Opdracht — Geef alstublieft het stuk van "Wijziging Arbobesluit betreffende" tot en met "betreffende ladders toegelicht." uit de tekst over de wijziging van het Arbobesluit opnieuw weer. Vervang daarin "torenkranen" door "bouwkranen".

Getoonde tekst —
╔══
Wijziging Arbobesluit betreffende ladders
De volledige wijziging van het Arbobesluit per 19 september 2016 heeft betrekking op deskundigen bij arbodiensten, de risicio-inventarisatie en -evaluatie rond optische straling, geluid, duikarbeid, hijs- en hefgereedschap, ladders en trappen, verplichtingen van zelfstandigen en meewerkende werkgevers, beboetbaarstelling en de keuring van machinistenliften in torenkranen. Wijzigingen die deels tot doel hebben onduidelijkheden weg te nemen. Hierna worden de wijzigingen betreffende ladders toegelicht.
Aan het gebruik van ladders en trappen worden in artikel 7.23a van het Arbobesluit de nodige eisen gesteld. Ook moeten maatregelen worden genomen om het gevaar van het wegglijden van de voet van draagbare ladders en trappen tegen te gaan. De eerste zin van artikel 7.23a, eerste en tweede lid, van het Arbobesluit is daarom omgevormd tot een doelvoorschrift (de norm) en het daarop volgende deel bevat vervolgens de meest voorkomende voorbeelden.
╚══
Gegeven materiaal —
╔══
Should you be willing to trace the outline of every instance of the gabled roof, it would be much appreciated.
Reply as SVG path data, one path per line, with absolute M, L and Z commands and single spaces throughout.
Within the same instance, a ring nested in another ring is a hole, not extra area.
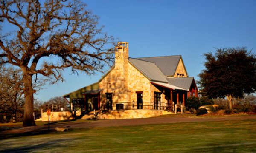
╚══
Schriftelijk antwoord —
Wijziging Arbobesluit betreffende ladders
De volledige wijziging van het Arbobesluit per 19 september 2016 heeft betrekking op deskundigen bij arbodiensten, de risicio-inventarisatie en -evaluatie rond optische straling, geluid, duikarbeid, hijs- en hefgereedschap, ladders en trappen, verplichtingen van zelfstandigen en meewerkende werkgevers, beboetbaarstelling en de keuring van machinistenliften in bouwkranen. Wijzigingen die deels tot doel hebben onduidelijkheden weg te nemen. Hierna worden de wijzigingen betreffende ladders toegelicht.